▶ _DATA RECORDS_:
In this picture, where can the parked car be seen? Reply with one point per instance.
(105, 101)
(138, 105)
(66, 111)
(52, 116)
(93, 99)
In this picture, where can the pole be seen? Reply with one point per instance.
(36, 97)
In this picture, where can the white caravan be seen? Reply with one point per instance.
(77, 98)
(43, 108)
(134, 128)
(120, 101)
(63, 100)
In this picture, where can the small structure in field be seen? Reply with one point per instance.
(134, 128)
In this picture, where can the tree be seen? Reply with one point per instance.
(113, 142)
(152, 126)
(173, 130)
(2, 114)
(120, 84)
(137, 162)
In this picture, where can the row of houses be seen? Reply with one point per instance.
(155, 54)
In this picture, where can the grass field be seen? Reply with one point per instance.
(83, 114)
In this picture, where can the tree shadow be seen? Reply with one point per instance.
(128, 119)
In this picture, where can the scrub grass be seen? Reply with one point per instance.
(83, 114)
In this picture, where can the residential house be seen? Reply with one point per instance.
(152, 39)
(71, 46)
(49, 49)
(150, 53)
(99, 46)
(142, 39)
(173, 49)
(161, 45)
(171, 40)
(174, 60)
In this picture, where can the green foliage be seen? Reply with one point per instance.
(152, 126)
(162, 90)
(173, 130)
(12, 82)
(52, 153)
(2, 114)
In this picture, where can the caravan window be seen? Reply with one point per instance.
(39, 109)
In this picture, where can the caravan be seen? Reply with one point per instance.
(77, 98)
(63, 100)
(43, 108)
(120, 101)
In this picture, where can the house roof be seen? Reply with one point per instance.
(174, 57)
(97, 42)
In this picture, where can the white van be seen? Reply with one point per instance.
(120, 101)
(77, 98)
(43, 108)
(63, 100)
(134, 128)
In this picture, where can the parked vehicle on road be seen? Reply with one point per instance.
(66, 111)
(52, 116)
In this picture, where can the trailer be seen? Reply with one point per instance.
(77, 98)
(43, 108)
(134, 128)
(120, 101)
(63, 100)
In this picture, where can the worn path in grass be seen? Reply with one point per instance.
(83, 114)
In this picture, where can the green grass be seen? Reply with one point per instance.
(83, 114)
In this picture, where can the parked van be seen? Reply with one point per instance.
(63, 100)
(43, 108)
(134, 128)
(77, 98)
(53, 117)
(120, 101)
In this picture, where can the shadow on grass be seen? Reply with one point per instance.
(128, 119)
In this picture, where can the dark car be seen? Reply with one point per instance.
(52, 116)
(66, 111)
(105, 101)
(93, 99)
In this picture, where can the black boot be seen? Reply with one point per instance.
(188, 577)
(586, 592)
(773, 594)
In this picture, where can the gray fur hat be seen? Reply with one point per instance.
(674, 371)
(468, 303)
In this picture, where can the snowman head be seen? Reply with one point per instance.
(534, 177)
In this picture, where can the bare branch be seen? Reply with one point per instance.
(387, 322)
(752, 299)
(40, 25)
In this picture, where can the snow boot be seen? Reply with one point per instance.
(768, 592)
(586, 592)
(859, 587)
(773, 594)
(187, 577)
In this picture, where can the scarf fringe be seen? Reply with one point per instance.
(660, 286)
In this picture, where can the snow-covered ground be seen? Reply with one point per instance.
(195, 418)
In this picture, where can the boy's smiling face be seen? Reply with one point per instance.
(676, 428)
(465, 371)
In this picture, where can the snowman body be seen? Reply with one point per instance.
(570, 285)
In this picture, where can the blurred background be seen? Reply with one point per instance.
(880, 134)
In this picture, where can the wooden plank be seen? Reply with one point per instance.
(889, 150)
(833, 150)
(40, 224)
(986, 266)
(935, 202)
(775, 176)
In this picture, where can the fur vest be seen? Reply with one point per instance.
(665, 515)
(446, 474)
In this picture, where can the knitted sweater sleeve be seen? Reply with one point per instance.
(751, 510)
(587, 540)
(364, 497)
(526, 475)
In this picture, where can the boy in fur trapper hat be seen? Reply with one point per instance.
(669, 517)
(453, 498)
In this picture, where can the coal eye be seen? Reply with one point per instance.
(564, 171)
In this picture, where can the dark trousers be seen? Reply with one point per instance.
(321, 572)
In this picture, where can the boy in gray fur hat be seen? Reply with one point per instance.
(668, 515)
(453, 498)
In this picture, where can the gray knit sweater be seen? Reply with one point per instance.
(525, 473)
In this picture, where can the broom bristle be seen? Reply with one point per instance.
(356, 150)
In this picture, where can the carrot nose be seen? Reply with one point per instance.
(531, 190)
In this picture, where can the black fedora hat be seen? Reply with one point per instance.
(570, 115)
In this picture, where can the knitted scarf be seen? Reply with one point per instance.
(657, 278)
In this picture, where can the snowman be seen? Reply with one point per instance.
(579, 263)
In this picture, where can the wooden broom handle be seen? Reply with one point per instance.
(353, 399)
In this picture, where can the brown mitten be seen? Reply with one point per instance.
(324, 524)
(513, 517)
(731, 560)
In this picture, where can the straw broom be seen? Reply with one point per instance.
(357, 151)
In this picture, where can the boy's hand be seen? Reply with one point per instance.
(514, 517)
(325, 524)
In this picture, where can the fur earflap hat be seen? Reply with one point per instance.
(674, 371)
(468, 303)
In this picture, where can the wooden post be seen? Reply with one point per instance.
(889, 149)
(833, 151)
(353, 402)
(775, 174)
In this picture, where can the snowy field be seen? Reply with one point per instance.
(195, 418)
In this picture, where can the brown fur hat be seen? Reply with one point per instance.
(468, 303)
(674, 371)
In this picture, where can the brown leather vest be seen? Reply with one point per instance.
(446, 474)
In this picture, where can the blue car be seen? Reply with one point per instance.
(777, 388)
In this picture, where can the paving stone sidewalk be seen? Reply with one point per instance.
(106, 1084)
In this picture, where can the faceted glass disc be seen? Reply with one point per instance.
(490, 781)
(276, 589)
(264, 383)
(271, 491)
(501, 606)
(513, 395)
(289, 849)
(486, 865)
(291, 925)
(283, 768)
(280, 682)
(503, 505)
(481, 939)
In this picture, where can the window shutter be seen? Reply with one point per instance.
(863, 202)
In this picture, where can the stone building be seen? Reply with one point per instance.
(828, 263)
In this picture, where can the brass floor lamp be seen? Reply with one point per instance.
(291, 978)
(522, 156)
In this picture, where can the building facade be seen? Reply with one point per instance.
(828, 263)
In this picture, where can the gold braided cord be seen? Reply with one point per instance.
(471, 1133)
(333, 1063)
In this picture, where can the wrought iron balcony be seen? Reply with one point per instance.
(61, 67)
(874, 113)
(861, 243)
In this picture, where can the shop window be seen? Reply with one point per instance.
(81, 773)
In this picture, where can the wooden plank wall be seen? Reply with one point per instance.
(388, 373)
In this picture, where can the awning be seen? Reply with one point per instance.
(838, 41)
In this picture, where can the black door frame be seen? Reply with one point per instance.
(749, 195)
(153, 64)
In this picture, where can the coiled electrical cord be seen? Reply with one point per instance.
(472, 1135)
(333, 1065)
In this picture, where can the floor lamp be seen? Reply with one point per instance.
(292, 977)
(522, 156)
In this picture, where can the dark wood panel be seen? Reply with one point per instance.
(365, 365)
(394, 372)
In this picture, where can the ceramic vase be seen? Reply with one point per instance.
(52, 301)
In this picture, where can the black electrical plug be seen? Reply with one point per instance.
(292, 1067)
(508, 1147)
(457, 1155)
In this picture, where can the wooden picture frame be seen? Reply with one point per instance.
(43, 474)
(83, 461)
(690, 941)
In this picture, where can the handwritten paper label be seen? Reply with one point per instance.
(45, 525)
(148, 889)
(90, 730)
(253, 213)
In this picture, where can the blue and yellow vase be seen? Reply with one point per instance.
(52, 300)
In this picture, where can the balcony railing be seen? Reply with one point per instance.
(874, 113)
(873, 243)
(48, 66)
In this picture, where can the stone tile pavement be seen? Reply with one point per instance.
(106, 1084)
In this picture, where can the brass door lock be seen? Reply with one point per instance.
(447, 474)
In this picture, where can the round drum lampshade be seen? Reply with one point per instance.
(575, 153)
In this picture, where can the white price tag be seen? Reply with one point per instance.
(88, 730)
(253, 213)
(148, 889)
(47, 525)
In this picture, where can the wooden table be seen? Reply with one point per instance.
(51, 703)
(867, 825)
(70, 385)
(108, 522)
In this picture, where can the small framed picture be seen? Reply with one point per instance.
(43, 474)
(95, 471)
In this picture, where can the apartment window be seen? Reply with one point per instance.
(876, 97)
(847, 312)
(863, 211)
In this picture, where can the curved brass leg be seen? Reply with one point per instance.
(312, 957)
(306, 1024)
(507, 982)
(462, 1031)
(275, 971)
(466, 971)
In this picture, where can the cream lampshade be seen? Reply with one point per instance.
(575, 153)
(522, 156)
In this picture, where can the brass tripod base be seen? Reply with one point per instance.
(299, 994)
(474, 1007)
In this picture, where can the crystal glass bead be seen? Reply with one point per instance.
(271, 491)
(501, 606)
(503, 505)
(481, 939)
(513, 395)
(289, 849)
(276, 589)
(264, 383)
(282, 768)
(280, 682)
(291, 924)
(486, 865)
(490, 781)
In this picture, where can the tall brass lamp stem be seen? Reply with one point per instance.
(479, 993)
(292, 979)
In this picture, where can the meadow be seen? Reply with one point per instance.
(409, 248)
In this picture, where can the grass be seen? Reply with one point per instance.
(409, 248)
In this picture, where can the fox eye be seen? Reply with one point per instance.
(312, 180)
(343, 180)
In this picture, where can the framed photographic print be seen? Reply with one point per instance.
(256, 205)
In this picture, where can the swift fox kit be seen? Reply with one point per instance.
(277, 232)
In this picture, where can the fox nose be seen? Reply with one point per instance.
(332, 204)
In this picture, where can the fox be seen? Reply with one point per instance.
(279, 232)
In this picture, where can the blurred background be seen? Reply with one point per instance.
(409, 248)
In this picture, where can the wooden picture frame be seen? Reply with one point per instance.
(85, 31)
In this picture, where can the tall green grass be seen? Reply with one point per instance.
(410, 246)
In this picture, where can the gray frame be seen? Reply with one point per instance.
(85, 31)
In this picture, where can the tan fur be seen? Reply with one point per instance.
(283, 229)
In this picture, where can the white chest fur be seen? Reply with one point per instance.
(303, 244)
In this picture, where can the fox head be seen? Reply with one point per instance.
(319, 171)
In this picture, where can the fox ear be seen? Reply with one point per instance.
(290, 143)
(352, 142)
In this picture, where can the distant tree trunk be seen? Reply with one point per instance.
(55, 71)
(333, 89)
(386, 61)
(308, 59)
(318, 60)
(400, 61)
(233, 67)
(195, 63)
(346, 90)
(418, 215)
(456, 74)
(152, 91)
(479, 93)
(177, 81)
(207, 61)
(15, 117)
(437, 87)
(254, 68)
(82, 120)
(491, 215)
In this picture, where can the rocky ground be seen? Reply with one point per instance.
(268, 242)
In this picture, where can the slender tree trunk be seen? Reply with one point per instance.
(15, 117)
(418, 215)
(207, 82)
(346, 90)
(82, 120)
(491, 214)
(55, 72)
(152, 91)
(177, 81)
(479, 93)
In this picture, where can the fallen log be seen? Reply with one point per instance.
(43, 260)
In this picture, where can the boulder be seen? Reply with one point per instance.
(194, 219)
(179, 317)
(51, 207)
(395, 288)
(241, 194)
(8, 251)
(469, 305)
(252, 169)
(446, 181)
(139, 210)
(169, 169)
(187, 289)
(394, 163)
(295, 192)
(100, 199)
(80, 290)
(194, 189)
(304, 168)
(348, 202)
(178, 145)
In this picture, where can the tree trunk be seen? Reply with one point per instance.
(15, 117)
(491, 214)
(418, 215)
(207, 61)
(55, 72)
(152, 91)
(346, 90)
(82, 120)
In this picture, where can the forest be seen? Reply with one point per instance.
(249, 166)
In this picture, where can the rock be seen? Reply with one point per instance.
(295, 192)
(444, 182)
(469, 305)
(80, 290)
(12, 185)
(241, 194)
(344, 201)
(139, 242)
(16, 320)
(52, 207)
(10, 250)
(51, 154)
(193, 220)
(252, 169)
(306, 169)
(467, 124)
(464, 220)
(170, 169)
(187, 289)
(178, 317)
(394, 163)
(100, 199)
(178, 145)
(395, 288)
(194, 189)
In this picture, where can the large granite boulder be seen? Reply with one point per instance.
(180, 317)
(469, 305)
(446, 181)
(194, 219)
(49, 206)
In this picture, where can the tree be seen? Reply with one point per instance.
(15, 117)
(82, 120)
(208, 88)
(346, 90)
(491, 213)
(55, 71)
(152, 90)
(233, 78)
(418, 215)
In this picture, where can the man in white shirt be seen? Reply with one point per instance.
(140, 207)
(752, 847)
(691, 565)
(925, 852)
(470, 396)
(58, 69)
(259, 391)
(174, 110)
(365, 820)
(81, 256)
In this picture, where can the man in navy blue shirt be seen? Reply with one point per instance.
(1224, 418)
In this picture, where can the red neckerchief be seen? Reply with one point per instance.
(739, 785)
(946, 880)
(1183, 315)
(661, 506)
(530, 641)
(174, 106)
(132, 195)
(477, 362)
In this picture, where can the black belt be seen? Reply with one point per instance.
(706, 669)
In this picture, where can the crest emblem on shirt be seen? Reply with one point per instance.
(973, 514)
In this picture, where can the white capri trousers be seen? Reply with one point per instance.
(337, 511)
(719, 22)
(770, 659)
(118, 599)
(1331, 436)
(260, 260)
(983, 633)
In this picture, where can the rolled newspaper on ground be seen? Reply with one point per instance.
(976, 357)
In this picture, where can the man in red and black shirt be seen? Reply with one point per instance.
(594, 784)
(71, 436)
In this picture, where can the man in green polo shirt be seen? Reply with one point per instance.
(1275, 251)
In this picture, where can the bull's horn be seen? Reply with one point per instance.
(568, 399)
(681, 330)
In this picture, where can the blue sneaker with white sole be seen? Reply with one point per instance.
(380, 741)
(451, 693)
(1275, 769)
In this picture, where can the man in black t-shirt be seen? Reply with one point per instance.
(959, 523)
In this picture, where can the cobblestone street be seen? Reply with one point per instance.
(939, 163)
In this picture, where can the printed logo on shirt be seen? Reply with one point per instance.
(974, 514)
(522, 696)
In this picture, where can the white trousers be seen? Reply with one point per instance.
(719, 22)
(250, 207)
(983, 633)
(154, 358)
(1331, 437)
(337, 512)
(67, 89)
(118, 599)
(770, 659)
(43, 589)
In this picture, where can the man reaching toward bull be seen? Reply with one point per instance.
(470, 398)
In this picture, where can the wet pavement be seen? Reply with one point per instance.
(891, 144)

▶ _EXERCISE PROMPT_:
Starting at the line that contains "In this picture, where can the bull's", copy each line exactly through the end of the listing above. Include that first line and the last one, and add nothing.

▶ _WRITTEN SOLUTION_:
In this picture, where can the bull's horn be seen? Reply with one point per instance.
(568, 399)
(681, 330)
In this picture, where can the blue sneaker with white sole be seen? Reply with one point per instance.
(380, 741)
(451, 693)
(1275, 769)
In this picture, where can the man in black t-shirt be seen? Reply with one point per instance.
(959, 523)
In this picture, where can the cobblestone street be seen? Reply with one point per instance.
(939, 163)
In this picture, where can the printed logo on shirt be seen? Reply with one point per instance.
(974, 514)
(522, 696)
In this picture, where can the white trousers be seen? Reply with one point per instance.
(719, 22)
(250, 207)
(983, 633)
(154, 358)
(1331, 437)
(337, 512)
(67, 89)
(118, 599)
(770, 659)
(43, 589)
In this picture, where can the man reaching toward bull be seen? Reply with one point per instance.
(470, 398)
In this picture, where can the wet pavement be seen? Reply with one point per instance.
(891, 144)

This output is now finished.